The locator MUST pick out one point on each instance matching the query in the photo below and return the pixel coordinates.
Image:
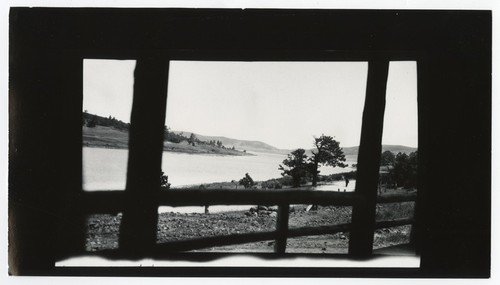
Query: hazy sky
(284, 104)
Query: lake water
(106, 169)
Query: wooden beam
(363, 216)
(282, 228)
(140, 215)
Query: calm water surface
(106, 169)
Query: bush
(247, 181)
(164, 181)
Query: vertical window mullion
(363, 216)
(140, 216)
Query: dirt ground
(103, 230)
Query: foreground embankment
(103, 230)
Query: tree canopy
(328, 152)
(296, 166)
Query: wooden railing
(113, 202)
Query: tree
(92, 123)
(247, 181)
(192, 139)
(328, 152)
(387, 158)
(296, 166)
(164, 181)
(405, 169)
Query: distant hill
(252, 146)
(114, 133)
(393, 148)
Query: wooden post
(363, 214)
(140, 217)
(282, 228)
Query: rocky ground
(103, 230)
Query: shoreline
(108, 146)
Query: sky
(284, 104)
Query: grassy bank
(103, 230)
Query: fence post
(140, 217)
(363, 213)
(281, 228)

:::

__SET TASK__: Copy the items verbatim, beginning with the line that contains "Query: calm water surface" and continuing through the last line of the items.

__REPLY__:
Query: calm water surface
(106, 169)
Query: bush
(247, 181)
(164, 181)
Query: vertical window mullion
(363, 216)
(140, 216)
Query: dirt ground
(103, 230)
Query: foreground embankment
(103, 230)
Query: tree canopy
(328, 152)
(296, 166)
Query: wooden railing
(113, 202)
Query: tree
(92, 123)
(247, 181)
(192, 139)
(328, 152)
(387, 158)
(296, 166)
(164, 181)
(405, 169)
Query: distant hill
(252, 146)
(114, 133)
(393, 148)
Query: wooden post
(363, 214)
(140, 217)
(282, 228)
Query: rocky ground
(103, 230)
Query: shoreline
(108, 146)
Query: sky
(284, 104)
Query: grassy bank
(103, 230)
Query: fence post
(140, 217)
(363, 213)
(281, 228)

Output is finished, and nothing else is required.